* _WHAT THE TASK REQUIRES_: Search the entries for lines that contain the word "frost", and report each one found.

··········

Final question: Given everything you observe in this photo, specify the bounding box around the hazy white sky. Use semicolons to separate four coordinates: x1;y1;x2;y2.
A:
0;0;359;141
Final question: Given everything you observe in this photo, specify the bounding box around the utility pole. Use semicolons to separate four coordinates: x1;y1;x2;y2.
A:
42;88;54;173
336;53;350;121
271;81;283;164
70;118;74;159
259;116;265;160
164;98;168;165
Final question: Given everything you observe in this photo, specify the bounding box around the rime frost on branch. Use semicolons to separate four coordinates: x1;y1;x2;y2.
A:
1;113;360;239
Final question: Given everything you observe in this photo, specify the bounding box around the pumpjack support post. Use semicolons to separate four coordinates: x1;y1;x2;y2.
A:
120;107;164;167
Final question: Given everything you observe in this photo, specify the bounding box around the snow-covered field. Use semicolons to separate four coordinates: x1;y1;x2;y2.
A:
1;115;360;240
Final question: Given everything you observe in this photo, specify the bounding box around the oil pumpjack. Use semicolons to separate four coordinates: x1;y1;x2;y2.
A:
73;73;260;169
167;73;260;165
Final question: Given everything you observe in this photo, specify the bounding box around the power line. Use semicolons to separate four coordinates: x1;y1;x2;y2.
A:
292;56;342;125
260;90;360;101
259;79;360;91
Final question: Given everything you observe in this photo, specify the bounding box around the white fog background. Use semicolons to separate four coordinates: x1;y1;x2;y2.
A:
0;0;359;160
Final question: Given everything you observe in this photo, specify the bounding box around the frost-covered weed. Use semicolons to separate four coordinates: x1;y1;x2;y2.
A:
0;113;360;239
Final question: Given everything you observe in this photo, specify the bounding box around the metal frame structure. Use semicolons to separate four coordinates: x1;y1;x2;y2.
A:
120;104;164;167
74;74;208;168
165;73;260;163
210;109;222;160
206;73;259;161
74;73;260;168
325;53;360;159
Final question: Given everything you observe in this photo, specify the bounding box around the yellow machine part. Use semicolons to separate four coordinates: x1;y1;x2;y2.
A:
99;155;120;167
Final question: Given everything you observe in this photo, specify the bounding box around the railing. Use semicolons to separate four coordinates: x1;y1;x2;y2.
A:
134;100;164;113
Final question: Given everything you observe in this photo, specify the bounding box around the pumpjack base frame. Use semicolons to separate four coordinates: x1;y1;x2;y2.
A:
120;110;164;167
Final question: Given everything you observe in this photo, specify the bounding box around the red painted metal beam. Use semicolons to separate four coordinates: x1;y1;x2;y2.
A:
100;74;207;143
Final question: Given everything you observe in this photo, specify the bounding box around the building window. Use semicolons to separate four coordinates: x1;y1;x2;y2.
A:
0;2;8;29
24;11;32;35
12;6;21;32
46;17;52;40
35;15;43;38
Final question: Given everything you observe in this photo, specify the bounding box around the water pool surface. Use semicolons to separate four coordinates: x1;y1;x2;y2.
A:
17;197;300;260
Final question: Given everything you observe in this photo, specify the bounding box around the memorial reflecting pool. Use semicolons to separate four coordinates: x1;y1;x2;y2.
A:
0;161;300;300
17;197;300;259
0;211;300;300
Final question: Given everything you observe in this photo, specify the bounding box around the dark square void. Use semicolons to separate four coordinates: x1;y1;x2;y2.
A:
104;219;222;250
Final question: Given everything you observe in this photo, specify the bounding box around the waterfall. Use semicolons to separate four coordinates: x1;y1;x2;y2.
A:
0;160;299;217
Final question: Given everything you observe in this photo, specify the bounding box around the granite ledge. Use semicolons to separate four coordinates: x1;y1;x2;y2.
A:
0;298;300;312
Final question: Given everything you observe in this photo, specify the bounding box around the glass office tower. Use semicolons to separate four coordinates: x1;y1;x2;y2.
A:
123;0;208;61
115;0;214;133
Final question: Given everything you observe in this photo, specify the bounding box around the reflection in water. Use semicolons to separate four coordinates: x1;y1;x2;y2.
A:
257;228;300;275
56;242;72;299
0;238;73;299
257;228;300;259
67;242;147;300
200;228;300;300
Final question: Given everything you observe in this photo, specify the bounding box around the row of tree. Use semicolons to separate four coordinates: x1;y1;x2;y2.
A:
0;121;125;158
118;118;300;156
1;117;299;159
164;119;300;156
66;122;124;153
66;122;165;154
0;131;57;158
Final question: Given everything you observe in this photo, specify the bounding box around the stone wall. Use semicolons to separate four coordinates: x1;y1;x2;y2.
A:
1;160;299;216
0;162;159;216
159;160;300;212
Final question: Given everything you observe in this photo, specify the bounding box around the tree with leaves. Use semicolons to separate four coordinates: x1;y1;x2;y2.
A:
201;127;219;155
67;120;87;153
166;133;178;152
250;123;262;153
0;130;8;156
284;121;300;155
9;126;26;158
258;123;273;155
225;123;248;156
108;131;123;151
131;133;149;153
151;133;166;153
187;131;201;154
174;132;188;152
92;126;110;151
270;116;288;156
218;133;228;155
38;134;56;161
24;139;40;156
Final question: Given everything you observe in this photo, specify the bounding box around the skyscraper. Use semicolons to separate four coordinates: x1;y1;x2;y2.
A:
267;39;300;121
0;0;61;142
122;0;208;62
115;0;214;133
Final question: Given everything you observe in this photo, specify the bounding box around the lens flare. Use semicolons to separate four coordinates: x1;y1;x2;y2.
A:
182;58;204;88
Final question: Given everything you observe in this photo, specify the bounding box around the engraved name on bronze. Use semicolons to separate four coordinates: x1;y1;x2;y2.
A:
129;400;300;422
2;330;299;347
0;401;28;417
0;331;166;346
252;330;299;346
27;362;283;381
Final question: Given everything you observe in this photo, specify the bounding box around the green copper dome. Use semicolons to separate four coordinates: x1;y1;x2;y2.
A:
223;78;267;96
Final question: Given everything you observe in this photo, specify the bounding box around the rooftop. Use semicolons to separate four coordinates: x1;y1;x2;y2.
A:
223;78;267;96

··········

* _SOLUTION FOR THIS PROBLEM_:
Final question: Given everything you observe in this photo, specify the bounding box around the rime frost on branch. Use semicolons to separate four coordinates: x1;y1;x2;y2.
Final question: Given everything you observe in this photo, specify the bounding box around the frost-covered weed. Use semicolons to separate four coordinates: x1;y1;x2;y2.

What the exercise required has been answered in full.